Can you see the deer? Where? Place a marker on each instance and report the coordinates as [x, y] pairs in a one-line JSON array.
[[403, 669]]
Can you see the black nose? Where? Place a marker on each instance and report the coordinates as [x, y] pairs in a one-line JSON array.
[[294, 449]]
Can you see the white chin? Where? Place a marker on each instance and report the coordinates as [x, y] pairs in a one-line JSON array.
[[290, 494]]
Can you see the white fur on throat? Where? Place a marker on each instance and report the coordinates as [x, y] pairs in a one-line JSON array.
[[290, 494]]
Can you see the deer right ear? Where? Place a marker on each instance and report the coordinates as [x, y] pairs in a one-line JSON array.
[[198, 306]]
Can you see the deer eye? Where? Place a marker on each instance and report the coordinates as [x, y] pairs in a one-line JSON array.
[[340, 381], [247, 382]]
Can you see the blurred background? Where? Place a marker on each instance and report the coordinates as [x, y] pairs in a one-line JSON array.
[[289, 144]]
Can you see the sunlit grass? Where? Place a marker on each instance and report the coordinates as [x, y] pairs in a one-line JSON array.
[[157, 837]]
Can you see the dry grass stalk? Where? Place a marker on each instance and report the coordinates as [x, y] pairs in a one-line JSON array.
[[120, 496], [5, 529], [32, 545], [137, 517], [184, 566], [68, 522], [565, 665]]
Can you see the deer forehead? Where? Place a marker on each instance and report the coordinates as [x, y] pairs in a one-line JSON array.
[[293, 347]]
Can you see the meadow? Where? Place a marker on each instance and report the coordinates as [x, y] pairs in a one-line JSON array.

══════════════════════════════

▶ _指示_: 上の項目をすべて、空行を省いて番号付きリストの形に並べてもらえますか。

▶ _完成版_:
1. Can you see the deer? Where? Place a marker on each instance and report the coordinates as [x, y] pairs in a one-line JSON array.
2. [[403, 669]]
3. Can you see the black nose? Where? Place a marker on each instance and report the coordinates as [x, y] pairs in a one-line JSON array.
4. [[294, 449]]
5. Can you see the white chin? Where? Place a marker on each instance and report the coordinates as [x, y] pairs in a one-line JSON array.
6. [[290, 494]]
7. Can you see the white fur on throat? Where? Place a marker on each instance and report the coordinates as [x, y] pairs in a one-line JSON array.
8. [[290, 494]]
9. Can you see the deer right ear? Where? Place a marker on each instance and report the coordinates as [x, y] pairs in a one-line JSON array.
10. [[198, 306]]
11. Can you see the deer eye? Where? Place a marker on each instance and report the coordinates as [x, y] pairs in a one-line JSON array.
12. [[340, 381], [247, 382]]
13. Can you see the blurred background? Where? Place a marker on each instance and report the coordinates as [x, y] pairs in a one-line JSON array.
14. [[289, 144]]
15. Can you see the sunlit grass? Where? Place a marker on each instance and report the coordinates as [x, y] pairs in a one-line JSON array.
16. [[157, 837]]
17. Can you see the dry grass stalk? Where? Place a marker on each instance and report the coordinates as [x, y] pairs in a one-line JSON array.
18. [[120, 496], [5, 529], [32, 545], [137, 517], [184, 566], [68, 522], [565, 665]]
19. Can you see the deer forehead? Where? Place a marker on each instance and report the coordinates as [x, y] pairs in a one-line JSON array.
20. [[293, 347]]
21. Can you see the meadow? Where? Place a marker on each instance and report the coordinates as [x, y] pairs in a one-line JSON array.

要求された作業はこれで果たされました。